▶ [お願い A]: 恋と愛についての文章で、筆者はこれまでの人生をどんな人生だったかもしれないと言っていますか。
▶ [お願い B]: 恋と愛についての文章の「率直に言うと、恋多き人生を過」から「きる、それで良いのだと思う。」までを、最後の語句も含めて書き出し、「恋心」を「好意」に変えてください。

▶ [元の文章]:

=======

率直に言うと、恋多き人生を過ごしてきたかもしれない。恋をするというよりも、むしろ無闇に、無秩序に恋心を抱きやすい質だったのだ。恋と愛の違いとか、よく議論されたり、作家にも語られたりしているが、それぞれの定義などどうでも良い。今思えばあれは恋ではなかった、などと言うつもりもない。質の良い悪いはあったにせよ、その時々においては、全身全霊でその時の自分なりの恋にぶつかっていたのだから。愛とは何か、なんてわざわざ考えるまでもなく、恋をしているということはその対象に愛を見出しているわけで。気付かなかったのは、その愛と見なすものが、真の優しさからくるものなのか、あるいは単なる執着なのか。静かに、止まらない涙を流し続け、心の奥底からこみ上げる思いを抑えられない自分を認め、他人を愛することがそのにとっての幸せであり、ひいては他人の幸せが自己の幸せであると気付いた時に初めて、いわゆる本当の愛とは何かということが分かるのかもしれない。真実だと信じるものを謙虚に信じ、謙虚に生きる、それで良いのだと思う。

=======

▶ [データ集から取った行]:
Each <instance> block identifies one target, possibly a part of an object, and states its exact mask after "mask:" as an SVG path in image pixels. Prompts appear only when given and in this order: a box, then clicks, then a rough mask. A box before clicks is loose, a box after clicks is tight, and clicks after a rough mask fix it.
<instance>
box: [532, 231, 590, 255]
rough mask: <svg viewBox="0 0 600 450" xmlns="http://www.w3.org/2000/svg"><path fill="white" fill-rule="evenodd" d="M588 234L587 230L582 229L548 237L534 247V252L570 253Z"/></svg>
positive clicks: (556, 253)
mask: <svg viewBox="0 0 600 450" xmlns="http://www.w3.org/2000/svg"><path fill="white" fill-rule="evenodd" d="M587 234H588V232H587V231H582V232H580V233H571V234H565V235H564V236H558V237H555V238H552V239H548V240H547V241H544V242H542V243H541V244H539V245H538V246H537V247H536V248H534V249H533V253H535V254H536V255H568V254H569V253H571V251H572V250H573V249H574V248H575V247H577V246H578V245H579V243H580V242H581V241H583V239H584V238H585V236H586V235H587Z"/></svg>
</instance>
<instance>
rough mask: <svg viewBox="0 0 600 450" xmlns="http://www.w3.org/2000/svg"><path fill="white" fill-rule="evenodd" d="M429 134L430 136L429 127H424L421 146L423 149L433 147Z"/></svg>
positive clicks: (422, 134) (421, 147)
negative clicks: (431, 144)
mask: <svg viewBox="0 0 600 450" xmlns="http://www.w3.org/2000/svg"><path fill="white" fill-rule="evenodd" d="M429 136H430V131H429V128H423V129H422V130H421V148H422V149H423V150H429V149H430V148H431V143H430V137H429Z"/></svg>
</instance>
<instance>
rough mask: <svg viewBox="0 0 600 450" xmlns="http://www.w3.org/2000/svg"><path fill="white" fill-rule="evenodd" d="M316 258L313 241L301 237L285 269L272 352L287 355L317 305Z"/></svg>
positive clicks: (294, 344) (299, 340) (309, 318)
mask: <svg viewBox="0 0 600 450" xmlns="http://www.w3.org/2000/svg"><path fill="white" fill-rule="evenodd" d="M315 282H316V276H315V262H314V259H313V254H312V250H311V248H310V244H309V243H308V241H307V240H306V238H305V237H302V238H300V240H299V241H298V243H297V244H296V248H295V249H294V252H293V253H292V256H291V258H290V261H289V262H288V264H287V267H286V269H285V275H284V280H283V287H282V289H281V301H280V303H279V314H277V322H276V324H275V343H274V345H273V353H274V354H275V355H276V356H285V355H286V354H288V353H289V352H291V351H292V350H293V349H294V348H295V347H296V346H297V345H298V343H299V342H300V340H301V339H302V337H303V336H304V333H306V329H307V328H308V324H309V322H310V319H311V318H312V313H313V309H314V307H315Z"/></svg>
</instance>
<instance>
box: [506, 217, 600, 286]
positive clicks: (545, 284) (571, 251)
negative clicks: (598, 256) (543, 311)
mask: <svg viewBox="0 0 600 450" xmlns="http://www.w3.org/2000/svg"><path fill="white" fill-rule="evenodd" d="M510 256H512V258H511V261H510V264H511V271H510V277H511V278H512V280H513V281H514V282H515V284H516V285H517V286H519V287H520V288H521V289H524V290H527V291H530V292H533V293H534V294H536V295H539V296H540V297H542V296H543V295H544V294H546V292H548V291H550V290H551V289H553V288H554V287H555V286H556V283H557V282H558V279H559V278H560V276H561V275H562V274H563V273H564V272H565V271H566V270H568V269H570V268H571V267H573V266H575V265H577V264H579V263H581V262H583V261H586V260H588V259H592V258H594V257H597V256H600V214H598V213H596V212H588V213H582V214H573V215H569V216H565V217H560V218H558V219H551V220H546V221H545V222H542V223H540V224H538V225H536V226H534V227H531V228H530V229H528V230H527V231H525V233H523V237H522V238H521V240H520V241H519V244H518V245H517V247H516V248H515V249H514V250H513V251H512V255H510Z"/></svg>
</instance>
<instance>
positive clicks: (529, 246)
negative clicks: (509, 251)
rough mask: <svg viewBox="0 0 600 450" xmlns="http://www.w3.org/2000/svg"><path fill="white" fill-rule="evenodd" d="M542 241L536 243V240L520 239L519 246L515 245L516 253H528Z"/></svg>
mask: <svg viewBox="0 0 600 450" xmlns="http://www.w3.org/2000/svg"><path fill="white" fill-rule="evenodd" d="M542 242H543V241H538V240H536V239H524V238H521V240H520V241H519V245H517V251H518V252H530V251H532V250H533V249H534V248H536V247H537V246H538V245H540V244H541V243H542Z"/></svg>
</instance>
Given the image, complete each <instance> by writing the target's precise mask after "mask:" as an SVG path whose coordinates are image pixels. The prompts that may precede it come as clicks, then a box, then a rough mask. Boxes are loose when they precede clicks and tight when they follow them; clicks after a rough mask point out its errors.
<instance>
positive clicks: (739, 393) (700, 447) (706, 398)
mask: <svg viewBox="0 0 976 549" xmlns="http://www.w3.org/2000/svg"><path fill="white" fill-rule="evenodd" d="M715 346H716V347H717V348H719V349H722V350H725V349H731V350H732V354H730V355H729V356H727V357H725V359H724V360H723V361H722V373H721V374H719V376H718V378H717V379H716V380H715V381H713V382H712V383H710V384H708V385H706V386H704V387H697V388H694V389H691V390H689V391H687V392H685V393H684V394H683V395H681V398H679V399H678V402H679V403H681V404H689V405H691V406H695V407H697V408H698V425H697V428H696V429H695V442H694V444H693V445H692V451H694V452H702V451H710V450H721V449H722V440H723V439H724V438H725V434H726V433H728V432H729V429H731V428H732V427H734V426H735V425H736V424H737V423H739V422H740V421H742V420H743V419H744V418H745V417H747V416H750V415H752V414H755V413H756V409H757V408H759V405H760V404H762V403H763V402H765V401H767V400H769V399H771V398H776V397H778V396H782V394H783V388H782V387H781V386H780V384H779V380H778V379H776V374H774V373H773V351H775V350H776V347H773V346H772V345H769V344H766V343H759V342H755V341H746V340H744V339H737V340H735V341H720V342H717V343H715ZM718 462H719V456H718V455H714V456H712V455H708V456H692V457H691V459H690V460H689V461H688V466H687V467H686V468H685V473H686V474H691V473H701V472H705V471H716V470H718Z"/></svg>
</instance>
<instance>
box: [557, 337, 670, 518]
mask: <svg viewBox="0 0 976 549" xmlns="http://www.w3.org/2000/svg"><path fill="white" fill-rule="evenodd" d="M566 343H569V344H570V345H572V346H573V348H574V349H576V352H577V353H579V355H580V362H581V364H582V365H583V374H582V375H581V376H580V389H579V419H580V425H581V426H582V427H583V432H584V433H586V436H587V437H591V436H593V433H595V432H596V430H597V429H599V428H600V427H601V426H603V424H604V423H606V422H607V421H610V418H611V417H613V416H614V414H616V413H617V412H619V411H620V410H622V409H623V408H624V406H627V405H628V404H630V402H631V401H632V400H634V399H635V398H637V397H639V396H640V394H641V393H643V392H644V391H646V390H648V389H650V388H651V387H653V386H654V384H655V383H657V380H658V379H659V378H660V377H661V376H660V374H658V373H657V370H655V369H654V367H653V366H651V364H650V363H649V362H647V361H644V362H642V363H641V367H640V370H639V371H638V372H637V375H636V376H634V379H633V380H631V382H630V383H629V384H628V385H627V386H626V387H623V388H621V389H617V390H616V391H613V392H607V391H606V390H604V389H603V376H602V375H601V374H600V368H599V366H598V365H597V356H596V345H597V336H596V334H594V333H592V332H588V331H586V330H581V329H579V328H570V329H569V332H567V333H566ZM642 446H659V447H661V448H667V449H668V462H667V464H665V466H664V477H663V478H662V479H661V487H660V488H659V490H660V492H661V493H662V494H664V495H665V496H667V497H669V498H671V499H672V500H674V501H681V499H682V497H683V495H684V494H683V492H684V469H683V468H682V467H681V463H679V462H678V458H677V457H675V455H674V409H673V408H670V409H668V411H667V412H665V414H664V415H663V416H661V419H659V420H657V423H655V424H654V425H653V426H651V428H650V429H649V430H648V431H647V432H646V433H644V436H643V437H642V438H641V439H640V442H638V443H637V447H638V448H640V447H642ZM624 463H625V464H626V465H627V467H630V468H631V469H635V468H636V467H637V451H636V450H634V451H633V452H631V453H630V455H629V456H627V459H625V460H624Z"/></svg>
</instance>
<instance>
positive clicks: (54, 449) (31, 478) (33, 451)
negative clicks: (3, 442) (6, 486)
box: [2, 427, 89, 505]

=======

▶ [回答文 A]: 恋多き人生です。

▶ [回答文 B]:
率直に言うと、恋多き人生を過ごしてきたかもしれない。恋をするというよりも、むしろ無闇に、無秩序に好意を抱きやすい質だったのだ。恋と愛の違いとか、よく議論されたり、作家にも語られたりしているが、それぞれの定義などどうでも良い。今思えばあれは恋ではなかった、などと言うつもりもない。質の良い悪いはあったにせよ、その時々においては、全身全霊でその時の自分なりの恋にぶつかっていたのだから。愛とは何か、なんてわざわざ考えるまでもなく、恋をしているということはその対象に愛を見出しているわけで。気付かなかったのは、その愛と見なすものが、真の優しさからくるものなのか、あるいは単なる執着なのか。静かに、止まらない涙を流し続け、心の奥底からこみ上げる思いを抑えられない自分を認め、他人を愛することがそのにとっての幸せであり、ひいては他人の幸せが自己の幸せであると気付いた時に初めて、いわゆる本当の愛とは何かということが分かるのかもしれない。真実だと信じるものを謙虚に信じ、謙虚に生きる、それで良いのだと思う。